[Source data]
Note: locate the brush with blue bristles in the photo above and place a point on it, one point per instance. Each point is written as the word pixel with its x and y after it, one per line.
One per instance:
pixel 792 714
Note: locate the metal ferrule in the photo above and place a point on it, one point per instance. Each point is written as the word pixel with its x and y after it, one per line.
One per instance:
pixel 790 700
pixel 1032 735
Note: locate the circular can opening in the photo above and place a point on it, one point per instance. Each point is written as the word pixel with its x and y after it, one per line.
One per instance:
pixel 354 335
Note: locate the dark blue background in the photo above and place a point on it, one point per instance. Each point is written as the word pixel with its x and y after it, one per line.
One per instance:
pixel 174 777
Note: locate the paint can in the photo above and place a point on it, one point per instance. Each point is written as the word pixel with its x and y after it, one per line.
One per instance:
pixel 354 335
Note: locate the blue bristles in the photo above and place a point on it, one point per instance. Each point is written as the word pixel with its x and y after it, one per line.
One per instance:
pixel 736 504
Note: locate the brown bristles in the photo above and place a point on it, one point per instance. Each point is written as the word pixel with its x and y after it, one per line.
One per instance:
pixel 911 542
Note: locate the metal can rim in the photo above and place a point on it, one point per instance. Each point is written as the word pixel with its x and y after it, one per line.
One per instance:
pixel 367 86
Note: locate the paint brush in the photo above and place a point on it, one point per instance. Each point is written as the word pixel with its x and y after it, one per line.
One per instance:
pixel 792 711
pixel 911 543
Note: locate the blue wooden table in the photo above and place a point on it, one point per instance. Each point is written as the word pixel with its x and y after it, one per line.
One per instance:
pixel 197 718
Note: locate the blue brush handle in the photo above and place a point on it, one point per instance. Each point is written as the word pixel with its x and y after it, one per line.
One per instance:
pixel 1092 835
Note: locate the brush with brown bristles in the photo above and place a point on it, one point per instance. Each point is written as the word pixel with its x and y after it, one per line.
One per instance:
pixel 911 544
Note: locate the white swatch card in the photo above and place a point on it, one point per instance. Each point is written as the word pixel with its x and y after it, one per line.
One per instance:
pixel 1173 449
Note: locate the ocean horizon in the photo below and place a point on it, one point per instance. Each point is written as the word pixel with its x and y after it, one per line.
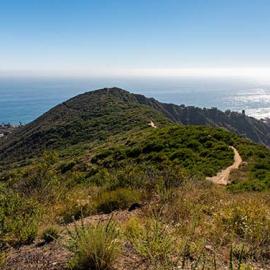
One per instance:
pixel 23 100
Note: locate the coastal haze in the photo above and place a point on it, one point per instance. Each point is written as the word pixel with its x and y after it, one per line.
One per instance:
pixel 24 99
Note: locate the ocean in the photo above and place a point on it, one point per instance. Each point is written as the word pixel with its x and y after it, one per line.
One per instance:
pixel 23 100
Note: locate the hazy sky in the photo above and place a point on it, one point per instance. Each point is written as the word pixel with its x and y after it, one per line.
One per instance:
pixel 135 37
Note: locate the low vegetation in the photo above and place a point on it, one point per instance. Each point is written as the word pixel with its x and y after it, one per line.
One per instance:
pixel 183 221
pixel 94 247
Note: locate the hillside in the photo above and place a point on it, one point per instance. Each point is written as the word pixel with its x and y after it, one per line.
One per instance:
pixel 161 173
pixel 96 115
pixel 104 186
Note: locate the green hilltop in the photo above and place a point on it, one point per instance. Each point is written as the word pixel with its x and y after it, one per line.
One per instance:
pixel 98 154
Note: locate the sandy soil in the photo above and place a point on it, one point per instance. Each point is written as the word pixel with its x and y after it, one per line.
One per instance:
pixel 222 178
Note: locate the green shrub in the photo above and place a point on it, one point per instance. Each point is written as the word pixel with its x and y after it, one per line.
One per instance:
pixel 118 199
pixel 154 241
pixel 74 211
pixel 94 247
pixel 19 218
pixel 50 234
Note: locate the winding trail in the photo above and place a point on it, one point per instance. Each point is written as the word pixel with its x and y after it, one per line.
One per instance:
pixel 222 178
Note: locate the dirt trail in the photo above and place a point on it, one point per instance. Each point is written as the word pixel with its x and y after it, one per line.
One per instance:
pixel 222 178
pixel 152 124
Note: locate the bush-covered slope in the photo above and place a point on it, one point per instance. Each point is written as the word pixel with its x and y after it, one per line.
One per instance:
pixel 94 116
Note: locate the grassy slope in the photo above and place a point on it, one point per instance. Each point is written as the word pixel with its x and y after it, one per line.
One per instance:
pixel 167 163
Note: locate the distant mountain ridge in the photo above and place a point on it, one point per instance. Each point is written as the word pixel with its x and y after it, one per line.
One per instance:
pixel 96 115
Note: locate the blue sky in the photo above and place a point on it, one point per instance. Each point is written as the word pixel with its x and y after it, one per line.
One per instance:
pixel 121 37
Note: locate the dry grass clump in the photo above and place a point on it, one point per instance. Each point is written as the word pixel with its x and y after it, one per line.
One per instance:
pixel 95 246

GOAL
Reproduce the records word for word, starting at their first line and ending with the line that contains "pixel 1032 735". Include that final line.

SOLVED PROBLEM
Note: locate the brush with blue bristles in the photo above and place a point on it, one point per instance. Each point is written as the word pixel with its x and y after it, one per line.
One per instance:
pixel 792 714
Note: locate the metal ferrule in the photo above and place a point on it, one point per instance. Each point is written as the word pixel with its x and y after it, one per line.
One per instance:
pixel 790 700
pixel 1032 735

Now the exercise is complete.